• Aim of the task
Collect every line in the items below that contains the word "matching".

• Task input

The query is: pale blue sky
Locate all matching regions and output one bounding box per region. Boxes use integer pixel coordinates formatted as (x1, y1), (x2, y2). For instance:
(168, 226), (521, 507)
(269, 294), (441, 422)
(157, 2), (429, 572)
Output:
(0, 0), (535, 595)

• Reply
Locate all matching regions and output one bounding box per region. Boxes use integer pixel coordinates formatted as (x1, y1), (x2, y2). For instance:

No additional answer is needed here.